▶ Objective
Only the lines from the one with "If you could spot the bench" through the final line should be given again, exactly as they appear, minus the pictures.

***** Provided records *****

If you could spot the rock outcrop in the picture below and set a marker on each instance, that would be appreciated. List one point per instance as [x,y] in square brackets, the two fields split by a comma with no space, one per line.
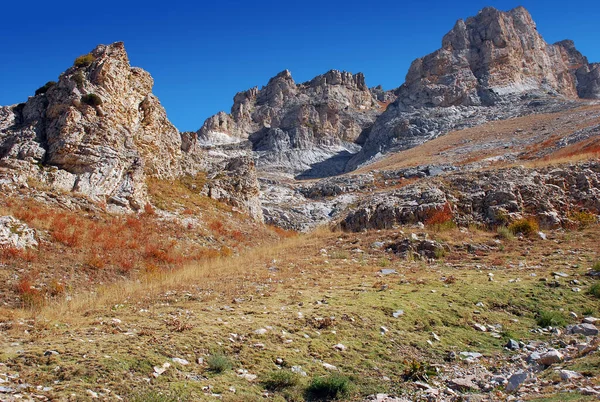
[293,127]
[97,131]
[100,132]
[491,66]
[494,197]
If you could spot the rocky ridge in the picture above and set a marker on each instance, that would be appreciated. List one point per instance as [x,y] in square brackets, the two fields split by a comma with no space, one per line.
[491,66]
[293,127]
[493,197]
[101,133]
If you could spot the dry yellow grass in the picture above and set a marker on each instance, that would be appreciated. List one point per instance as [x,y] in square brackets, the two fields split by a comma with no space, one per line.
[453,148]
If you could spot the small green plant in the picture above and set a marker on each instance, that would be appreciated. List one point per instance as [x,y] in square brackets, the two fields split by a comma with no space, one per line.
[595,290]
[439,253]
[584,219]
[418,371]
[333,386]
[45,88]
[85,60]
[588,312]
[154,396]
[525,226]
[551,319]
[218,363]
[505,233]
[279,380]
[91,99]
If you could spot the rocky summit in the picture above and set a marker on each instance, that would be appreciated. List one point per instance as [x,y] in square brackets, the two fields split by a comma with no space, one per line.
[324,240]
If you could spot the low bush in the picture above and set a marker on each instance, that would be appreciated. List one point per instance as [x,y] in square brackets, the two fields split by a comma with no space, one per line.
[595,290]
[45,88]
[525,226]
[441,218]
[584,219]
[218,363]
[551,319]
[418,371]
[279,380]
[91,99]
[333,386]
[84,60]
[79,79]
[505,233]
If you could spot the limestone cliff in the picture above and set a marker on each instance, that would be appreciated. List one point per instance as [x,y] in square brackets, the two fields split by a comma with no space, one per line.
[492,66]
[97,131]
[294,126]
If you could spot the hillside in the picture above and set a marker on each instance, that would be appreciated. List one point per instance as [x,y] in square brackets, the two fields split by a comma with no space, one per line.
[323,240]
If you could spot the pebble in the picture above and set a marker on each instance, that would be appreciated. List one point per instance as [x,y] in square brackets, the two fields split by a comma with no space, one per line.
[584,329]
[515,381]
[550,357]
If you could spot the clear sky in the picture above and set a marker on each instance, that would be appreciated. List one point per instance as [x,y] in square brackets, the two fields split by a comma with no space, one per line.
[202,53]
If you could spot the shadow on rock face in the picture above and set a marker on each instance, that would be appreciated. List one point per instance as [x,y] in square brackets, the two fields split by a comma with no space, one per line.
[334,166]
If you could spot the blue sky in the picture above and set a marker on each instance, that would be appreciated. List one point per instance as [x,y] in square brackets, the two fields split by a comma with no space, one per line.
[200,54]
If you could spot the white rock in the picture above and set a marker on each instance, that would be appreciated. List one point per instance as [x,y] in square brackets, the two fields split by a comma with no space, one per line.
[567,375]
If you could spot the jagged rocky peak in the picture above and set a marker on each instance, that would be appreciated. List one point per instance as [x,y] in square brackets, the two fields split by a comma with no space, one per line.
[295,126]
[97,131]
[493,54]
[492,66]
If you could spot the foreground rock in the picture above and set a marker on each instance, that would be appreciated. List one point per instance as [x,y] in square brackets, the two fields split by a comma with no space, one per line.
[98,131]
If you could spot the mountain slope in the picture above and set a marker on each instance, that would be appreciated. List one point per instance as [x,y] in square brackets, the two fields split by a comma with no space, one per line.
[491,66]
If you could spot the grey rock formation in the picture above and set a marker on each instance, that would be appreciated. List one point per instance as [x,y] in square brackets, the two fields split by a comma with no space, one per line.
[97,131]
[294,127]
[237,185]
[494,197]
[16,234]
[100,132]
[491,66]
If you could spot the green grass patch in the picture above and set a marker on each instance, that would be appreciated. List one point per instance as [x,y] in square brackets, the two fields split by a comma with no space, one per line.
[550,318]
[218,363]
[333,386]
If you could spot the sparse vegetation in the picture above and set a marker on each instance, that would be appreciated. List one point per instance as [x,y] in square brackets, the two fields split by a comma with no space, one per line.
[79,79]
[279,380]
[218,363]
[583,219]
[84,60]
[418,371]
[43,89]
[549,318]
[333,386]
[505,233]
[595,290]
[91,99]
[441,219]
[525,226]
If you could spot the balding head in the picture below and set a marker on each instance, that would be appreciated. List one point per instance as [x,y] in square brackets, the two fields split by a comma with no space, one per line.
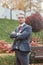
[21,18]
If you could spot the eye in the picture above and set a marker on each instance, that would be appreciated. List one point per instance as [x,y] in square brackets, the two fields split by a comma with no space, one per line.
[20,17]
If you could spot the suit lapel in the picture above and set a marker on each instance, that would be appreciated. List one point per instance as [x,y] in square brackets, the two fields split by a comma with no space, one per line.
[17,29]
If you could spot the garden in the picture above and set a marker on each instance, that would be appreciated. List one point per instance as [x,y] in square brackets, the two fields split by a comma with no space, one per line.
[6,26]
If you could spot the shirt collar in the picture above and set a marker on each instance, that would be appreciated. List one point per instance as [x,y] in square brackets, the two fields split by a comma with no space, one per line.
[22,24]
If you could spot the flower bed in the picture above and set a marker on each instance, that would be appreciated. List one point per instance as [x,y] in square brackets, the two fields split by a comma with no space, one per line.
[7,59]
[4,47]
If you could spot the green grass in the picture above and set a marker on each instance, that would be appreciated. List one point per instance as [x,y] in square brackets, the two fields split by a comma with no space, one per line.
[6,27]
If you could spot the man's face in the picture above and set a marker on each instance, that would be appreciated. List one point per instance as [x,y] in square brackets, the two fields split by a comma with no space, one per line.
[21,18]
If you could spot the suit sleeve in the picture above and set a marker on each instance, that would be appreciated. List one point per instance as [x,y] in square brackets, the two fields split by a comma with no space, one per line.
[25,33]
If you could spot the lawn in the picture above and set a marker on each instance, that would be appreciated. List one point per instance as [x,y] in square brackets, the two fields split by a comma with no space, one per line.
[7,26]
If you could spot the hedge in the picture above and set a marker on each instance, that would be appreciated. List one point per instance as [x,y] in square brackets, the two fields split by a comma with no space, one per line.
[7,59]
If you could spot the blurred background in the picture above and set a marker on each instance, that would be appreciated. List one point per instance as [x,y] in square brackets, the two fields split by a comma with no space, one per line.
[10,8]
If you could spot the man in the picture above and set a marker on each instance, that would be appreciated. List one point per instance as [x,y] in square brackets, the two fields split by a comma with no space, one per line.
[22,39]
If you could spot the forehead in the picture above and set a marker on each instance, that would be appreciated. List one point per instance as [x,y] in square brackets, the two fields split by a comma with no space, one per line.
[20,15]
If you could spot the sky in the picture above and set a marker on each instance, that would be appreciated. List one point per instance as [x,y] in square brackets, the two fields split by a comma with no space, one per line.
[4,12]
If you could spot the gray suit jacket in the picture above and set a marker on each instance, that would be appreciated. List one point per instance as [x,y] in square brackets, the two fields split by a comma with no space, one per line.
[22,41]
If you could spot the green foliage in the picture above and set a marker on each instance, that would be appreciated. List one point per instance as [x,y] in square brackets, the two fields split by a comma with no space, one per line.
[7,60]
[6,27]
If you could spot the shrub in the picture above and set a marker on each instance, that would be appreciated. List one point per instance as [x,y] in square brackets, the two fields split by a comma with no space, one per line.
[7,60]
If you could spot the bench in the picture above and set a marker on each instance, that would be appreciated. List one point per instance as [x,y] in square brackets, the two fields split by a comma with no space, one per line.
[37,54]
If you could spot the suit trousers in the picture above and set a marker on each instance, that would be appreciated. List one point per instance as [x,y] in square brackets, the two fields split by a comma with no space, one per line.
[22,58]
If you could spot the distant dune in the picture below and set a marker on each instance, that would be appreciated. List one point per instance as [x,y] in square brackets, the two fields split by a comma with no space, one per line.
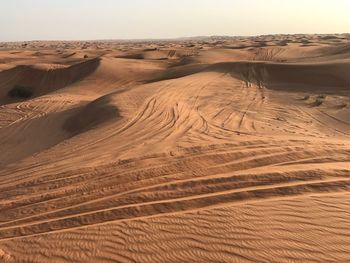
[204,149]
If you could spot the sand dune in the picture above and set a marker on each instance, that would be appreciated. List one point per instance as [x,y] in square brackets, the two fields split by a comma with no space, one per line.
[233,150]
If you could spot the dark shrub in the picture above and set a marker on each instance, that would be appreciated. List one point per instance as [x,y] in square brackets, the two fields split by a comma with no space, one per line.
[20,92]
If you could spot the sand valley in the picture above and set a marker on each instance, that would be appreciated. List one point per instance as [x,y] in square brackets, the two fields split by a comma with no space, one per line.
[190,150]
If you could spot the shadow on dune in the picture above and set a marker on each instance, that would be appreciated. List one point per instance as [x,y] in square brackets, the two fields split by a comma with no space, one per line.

*****

▶ Completed task
If you could spot the bench in the picture above and set a marker on each instance, that would be appreciated. List one point per instance as [x,y] in square brackets, the two fields split by a comma with no space, one per line.
[37,54]
If you could spot the suit trousers in the picture above and set a marker on each instance, that would be appreciated. List one point per instance as [x,y] in square brackets, the two fields split by a comma with no space, one per line.
[22,58]
If you could spot the distant dune in the picture below and set a marker on each instance, that would be appreciated. List one point per instance as [x,y] in square brackets, the two fields split by a comma with no space, one per line.
[204,149]
If you could spot the sand dune in the picture above and set a marker on each instance, that would be appreciated. List one point per instance as [x,y] in square brackets, the two fields split by a comma with no space, one per line.
[233,150]
If you could spot the dark shrub in the picture above and set a marker on each instance, that would be appreciated. List one point per instance as [x,y] in square brackets, the two fields split by a comma with no space, one per line.
[20,92]
If you could spot the sand valley in the picture above and set a marker on each instance, that would be appreciated. List one point per instance as [x,y] in square brackets, the two fields split by a comma with no space, one per line.
[190,150]
If you could spot the shadow on dune in the picture above and set a marker on each instance, that would be appreciated. List one point per instance as [x,y] in square brackets, the two fields split by a comma with no space, one per line.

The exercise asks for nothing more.